● **The problem**: The following listing has lines to check for the word "hand"; give only the number of lines that contain it.

● **The data**:
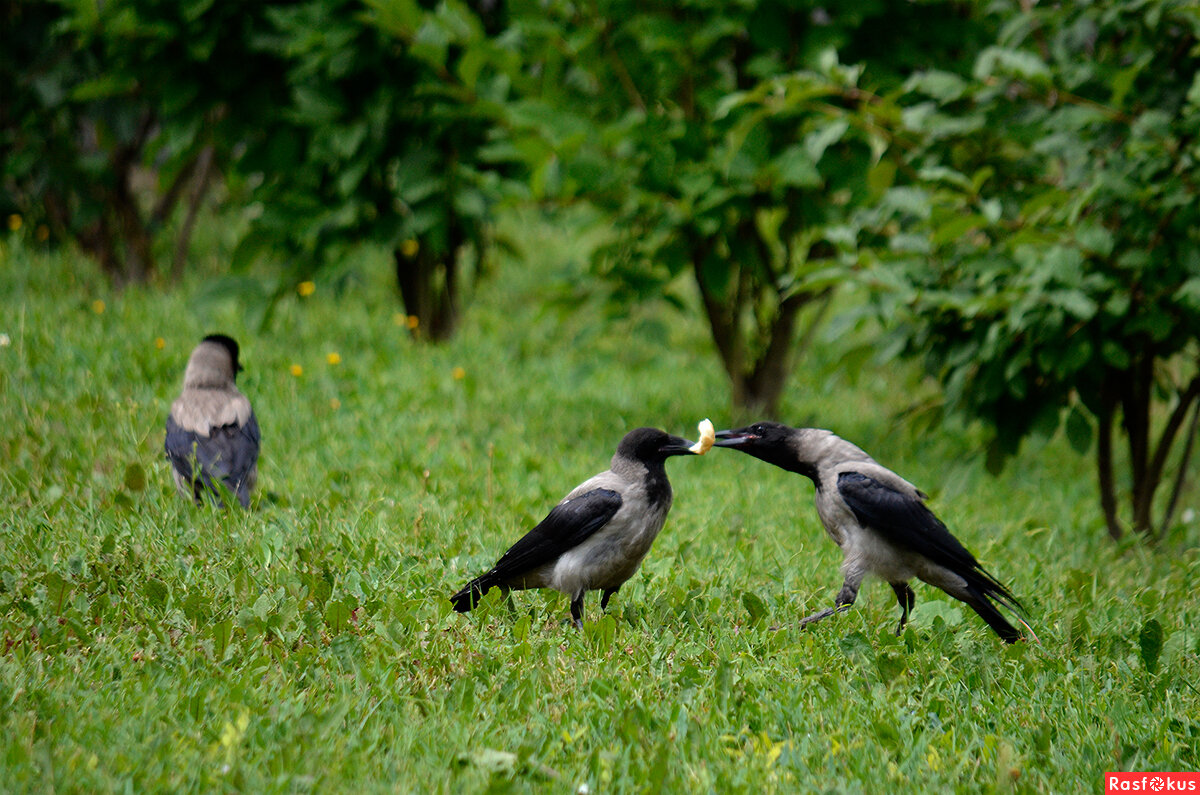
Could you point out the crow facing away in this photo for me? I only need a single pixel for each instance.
(597, 537)
(880, 521)
(213, 436)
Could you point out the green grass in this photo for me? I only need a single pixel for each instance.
(307, 645)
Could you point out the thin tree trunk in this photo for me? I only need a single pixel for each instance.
(1104, 460)
(1135, 416)
(203, 181)
(1181, 476)
(1167, 441)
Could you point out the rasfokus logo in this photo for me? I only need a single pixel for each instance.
(1152, 782)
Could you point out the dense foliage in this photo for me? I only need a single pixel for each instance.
(729, 143)
(1051, 246)
(114, 114)
(1017, 179)
(379, 137)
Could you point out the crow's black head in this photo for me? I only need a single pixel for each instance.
(229, 345)
(652, 444)
(771, 442)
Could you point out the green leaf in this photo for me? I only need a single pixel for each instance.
(58, 590)
(491, 760)
(826, 136)
(155, 591)
(135, 477)
(796, 168)
(1150, 644)
(221, 633)
(754, 605)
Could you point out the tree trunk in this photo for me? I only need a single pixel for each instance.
(757, 383)
(1104, 459)
(429, 287)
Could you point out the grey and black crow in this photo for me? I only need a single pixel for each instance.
(597, 537)
(880, 521)
(211, 425)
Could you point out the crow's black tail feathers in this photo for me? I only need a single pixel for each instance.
(984, 589)
(988, 611)
(471, 593)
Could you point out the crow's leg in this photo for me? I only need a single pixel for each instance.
(845, 598)
(577, 610)
(906, 598)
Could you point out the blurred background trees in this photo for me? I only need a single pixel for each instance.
(1013, 185)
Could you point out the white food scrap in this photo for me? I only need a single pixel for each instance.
(707, 436)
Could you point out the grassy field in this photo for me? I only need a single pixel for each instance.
(307, 645)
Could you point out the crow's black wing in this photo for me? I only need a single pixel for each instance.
(228, 453)
(567, 526)
(905, 521)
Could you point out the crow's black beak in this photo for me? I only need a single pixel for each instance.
(733, 438)
(677, 446)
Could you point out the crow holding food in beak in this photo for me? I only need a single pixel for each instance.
(597, 537)
(880, 521)
(211, 432)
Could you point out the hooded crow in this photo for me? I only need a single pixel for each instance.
(880, 521)
(211, 424)
(597, 537)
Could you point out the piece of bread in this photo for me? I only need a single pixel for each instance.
(707, 436)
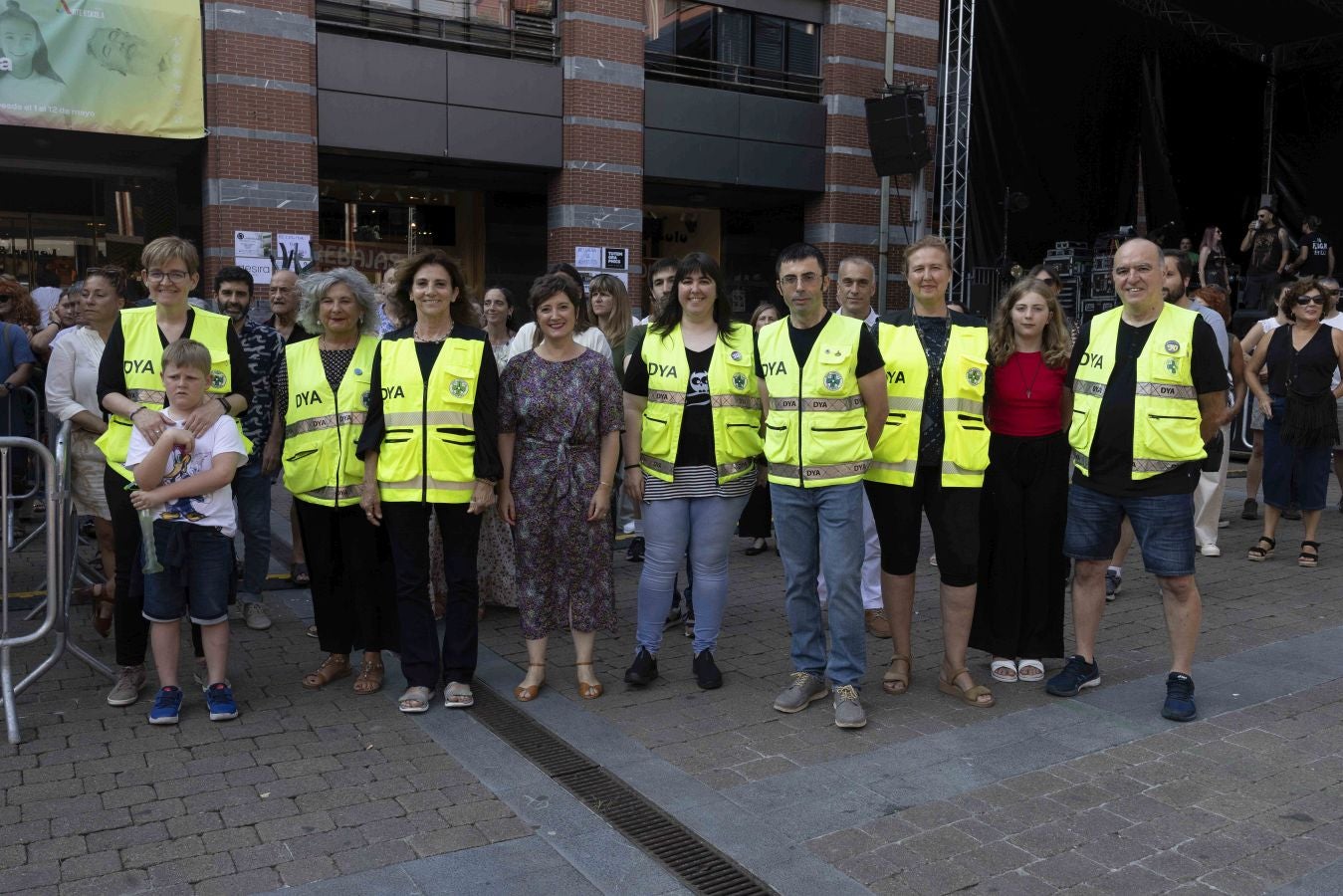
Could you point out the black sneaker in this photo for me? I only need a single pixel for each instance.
(1180, 697)
(642, 670)
(1074, 676)
(707, 670)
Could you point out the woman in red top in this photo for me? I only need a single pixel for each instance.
(1023, 506)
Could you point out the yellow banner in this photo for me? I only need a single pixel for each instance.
(114, 66)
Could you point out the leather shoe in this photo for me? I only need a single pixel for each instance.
(877, 623)
(707, 670)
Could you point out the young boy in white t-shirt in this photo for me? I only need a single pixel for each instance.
(184, 481)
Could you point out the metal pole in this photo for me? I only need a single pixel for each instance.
(884, 230)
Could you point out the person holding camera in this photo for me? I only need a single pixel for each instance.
(1266, 242)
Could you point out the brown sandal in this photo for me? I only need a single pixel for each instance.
(970, 695)
(334, 666)
(369, 679)
(585, 691)
(892, 681)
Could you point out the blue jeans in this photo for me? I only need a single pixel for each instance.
(251, 491)
(1163, 526)
(669, 527)
(820, 530)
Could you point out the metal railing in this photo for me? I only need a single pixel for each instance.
(527, 37)
(709, 73)
(61, 542)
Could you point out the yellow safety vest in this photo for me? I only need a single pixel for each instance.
(735, 400)
(429, 449)
(142, 357)
(816, 427)
(1166, 415)
(965, 449)
(322, 427)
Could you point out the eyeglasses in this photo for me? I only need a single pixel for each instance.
(172, 276)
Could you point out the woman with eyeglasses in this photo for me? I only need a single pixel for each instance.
(130, 391)
(73, 395)
(1212, 260)
(1299, 406)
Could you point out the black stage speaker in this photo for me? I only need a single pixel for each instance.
(897, 133)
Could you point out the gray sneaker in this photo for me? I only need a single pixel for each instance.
(847, 708)
(255, 617)
(800, 693)
(126, 691)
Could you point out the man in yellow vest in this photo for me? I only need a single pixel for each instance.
(823, 400)
(931, 460)
(1149, 392)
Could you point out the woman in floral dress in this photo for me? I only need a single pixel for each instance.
(560, 416)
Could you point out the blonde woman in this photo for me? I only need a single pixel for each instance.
(1023, 504)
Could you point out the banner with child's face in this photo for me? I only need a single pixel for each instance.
(114, 66)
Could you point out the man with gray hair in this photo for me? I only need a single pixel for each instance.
(265, 350)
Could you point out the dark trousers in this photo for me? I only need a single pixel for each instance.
(407, 528)
(130, 626)
(352, 602)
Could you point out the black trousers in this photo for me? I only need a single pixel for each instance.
(353, 602)
(407, 528)
(130, 626)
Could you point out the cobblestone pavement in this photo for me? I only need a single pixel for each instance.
(332, 792)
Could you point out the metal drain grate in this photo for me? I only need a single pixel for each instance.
(682, 852)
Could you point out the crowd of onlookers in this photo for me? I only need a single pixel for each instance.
(423, 433)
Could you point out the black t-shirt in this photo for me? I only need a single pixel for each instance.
(1112, 448)
(696, 443)
(803, 340)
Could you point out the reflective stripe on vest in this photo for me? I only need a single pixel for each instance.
(734, 402)
(965, 450)
(429, 448)
(323, 427)
(141, 360)
(816, 429)
(1166, 414)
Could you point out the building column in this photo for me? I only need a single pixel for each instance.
(845, 219)
(596, 198)
(261, 112)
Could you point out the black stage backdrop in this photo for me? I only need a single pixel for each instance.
(1062, 101)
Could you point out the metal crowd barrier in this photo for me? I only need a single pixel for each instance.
(61, 531)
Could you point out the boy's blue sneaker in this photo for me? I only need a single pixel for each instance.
(219, 697)
(1074, 676)
(166, 706)
(1180, 697)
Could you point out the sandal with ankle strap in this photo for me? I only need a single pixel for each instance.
(970, 695)
(369, 679)
(895, 683)
(1258, 553)
(528, 692)
(585, 691)
(331, 669)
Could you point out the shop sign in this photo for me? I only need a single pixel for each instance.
(111, 66)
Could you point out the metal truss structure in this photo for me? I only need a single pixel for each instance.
(954, 137)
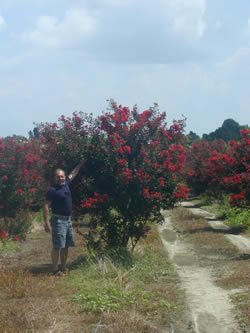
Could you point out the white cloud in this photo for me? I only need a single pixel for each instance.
(218, 24)
(76, 26)
(3, 24)
(248, 26)
(187, 18)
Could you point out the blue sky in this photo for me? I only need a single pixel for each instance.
(190, 56)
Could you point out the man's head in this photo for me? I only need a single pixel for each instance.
(60, 177)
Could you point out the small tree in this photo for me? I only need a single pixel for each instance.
(133, 169)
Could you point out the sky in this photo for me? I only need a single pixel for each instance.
(192, 57)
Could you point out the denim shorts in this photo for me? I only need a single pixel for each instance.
(62, 232)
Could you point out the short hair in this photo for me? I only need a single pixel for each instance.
(60, 170)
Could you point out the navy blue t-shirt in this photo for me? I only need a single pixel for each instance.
(61, 199)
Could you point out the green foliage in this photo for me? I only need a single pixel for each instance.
(7, 245)
(238, 217)
(120, 279)
(17, 226)
(230, 130)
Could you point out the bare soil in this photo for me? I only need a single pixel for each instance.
(213, 269)
(213, 266)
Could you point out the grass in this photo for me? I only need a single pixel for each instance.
(8, 246)
(231, 270)
(118, 291)
(143, 284)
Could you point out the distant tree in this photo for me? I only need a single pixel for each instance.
(230, 130)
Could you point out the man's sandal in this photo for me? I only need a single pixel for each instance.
(58, 273)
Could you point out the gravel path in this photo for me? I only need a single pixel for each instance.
(210, 308)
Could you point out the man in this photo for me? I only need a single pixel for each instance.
(59, 199)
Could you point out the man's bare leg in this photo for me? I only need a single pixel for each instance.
(55, 258)
(64, 256)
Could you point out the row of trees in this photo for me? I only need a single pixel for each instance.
(135, 164)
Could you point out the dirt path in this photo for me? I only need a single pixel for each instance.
(210, 307)
(241, 242)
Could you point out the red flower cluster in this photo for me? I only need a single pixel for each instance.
(220, 167)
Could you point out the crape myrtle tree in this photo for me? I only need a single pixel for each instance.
(133, 168)
(21, 183)
(219, 167)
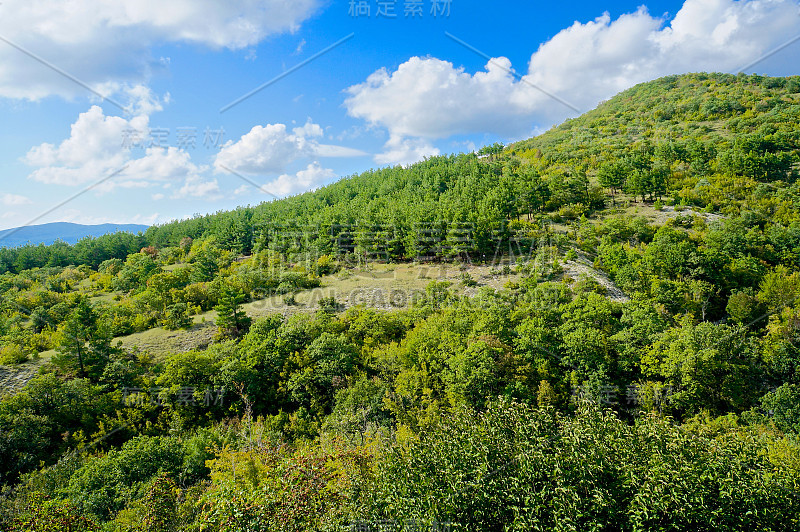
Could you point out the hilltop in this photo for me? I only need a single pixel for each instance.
(68, 233)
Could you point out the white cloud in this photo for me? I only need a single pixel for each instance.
(95, 150)
(14, 199)
(309, 179)
(427, 98)
(272, 148)
(98, 41)
(265, 149)
(405, 151)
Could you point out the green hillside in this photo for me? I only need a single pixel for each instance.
(593, 329)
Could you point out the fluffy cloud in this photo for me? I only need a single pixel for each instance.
(309, 179)
(272, 148)
(405, 151)
(95, 149)
(267, 149)
(99, 42)
(427, 98)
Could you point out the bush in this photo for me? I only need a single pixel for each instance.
(13, 354)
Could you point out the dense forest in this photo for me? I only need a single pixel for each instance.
(546, 405)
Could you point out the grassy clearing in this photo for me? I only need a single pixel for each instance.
(381, 286)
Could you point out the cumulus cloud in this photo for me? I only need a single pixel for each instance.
(95, 149)
(267, 149)
(99, 42)
(405, 151)
(272, 148)
(311, 178)
(11, 200)
(427, 98)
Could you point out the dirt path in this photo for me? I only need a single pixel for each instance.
(582, 267)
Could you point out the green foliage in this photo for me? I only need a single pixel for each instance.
(232, 320)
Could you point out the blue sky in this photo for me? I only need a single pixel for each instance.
(393, 91)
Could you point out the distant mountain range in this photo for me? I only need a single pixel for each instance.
(68, 232)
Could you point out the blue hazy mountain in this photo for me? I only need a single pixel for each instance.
(68, 232)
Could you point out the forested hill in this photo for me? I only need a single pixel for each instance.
(61, 231)
(500, 393)
(706, 140)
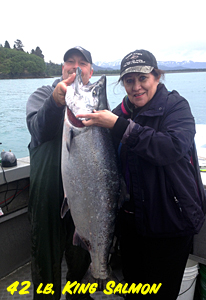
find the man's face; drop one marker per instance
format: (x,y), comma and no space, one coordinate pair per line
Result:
(76,59)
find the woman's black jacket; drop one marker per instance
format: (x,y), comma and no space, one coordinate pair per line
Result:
(155,150)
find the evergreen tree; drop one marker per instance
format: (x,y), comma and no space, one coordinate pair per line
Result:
(18,45)
(6,45)
(37,52)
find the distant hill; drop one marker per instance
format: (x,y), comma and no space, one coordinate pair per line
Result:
(163,65)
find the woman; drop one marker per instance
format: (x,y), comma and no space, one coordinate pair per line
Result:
(155,132)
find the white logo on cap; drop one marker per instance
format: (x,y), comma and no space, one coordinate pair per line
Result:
(134,61)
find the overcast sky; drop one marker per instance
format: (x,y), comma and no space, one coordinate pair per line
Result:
(109,29)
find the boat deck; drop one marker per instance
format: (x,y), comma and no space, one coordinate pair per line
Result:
(24,274)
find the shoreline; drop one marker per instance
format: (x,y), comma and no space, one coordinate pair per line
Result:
(100,73)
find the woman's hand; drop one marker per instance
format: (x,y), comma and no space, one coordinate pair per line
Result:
(101,118)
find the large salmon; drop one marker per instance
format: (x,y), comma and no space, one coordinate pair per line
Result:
(90,175)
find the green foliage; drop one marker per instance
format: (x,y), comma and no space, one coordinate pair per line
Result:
(53,69)
(14,64)
(37,52)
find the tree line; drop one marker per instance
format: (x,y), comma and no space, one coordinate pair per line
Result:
(16,63)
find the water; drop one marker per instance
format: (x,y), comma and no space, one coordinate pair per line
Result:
(14,93)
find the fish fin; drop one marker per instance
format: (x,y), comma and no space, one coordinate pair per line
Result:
(64,208)
(78,241)
(101,283)
(70,137)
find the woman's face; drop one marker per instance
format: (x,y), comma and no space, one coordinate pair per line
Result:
(140,87)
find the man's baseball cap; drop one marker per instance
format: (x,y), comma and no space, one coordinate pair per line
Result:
(140,61)
(83,51)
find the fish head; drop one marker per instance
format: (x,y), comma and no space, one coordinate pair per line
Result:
(83,99)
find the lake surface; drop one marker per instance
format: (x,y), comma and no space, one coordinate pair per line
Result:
(14,93)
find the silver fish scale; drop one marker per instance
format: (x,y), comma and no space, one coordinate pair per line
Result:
(92,187)
(90,176)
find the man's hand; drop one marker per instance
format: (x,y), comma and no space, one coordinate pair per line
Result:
(61,88)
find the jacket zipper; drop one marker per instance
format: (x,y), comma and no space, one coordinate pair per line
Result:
(177,202)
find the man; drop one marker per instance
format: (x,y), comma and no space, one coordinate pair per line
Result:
(51,235)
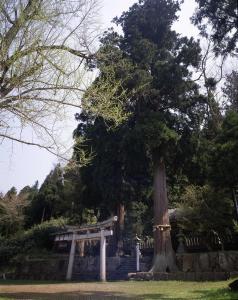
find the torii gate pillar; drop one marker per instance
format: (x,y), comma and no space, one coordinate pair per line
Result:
(102,256)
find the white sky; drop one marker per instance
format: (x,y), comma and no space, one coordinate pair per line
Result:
(22,165)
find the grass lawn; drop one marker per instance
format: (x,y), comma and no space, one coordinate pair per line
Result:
(117,290)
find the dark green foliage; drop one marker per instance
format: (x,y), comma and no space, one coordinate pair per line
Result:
(35,240)
(231,91)
(223,18)
(203,209)
(50,201)
(224,158)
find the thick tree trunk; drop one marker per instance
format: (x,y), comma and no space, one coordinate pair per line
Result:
(164,257)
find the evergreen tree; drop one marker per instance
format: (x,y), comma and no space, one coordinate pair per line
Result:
(164,104)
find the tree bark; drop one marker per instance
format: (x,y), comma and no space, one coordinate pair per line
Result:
(164,257)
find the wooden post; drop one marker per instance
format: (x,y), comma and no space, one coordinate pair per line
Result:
(71,259)
(137,256)
(102,256)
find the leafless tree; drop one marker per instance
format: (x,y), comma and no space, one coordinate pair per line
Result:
(44,45)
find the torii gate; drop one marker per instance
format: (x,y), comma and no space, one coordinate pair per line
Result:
(100,232)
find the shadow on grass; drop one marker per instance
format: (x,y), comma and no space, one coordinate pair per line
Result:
(89,295)
(221,294)
(30,282)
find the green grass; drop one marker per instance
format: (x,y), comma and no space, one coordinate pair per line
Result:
(143,290)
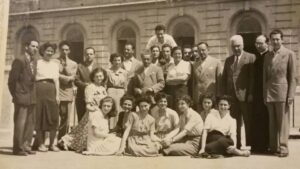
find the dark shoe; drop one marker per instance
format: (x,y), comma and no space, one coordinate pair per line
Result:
(20,153)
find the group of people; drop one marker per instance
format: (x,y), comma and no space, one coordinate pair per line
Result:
(175,101)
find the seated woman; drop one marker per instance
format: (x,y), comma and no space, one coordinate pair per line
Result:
(139,132)
(219,135)
(99,140)
(186,142)
(166,119)
(77,139)
(207,103)
(127,104)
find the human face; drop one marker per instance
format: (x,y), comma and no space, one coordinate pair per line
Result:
(177,55)
(146,60)
(48,53)
(127,105)
(276,41)
(65,50)
(203,51)
(144,107)
(98,78)
(128,51)
(160,35)
(237,47)
(32,48)
(166,53)
(207,104)
(261,44)
(162,103)
(89,55)
(106,107)
(117,62)
(182,106)
(155,53)
(223,105)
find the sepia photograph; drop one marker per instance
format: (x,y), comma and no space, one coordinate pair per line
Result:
(144,84)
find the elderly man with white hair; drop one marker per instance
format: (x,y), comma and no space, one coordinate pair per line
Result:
(237,82)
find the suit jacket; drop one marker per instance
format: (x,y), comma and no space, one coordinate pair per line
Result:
(21,81)
(279,75)
(67,71)
(238,82)
(154,78)
(83,77)
(206,77)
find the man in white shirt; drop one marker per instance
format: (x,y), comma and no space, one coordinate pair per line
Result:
(160,38)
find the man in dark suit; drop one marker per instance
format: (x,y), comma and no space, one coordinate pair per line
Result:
(21,84)
(82,79)
(260,122)
(237,80)
(279,84)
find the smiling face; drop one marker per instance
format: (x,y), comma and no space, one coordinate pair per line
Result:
(127,105)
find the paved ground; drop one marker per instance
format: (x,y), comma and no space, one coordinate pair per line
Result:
(71,160)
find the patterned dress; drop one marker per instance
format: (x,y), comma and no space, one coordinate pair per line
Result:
(77,138)
(139,140)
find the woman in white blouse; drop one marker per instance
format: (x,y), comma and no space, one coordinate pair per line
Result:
(219,134)
(47,88)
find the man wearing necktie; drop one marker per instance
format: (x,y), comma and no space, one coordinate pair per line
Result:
(237,82)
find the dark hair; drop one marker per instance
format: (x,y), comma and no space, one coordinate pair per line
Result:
(90,48)
(62,43)
(154,46)
(276,31)
(143,99)
(160,27)
(127,97)
(176,48)
(200,43)
(160,96)
(207,96)
(45,46)
(131,44)
(185,98)
(225,97)
(113,112)
(97,70)
(115,55)
(166,46)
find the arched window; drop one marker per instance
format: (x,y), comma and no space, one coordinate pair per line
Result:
(249,25)
(75,35)
(25,34)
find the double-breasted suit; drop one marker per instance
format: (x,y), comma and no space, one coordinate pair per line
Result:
(279,84)
(82,80)
(21,84)
(237,82)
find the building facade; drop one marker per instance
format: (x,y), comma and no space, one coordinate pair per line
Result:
(107,25)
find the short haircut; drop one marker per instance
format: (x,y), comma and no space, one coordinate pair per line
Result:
(176,48)
(160,96)
(45,46)
(97,70)
(115,55)
(160,27)
(90,48)
(186,98)
(113,112)
(64,42)
(127,97)
(276,31)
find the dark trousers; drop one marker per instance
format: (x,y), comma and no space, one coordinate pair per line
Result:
(24,120)
(278,126)
(241,111)
(80,107)
(217,143)
(64,108)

● **Response to the exercise**: 2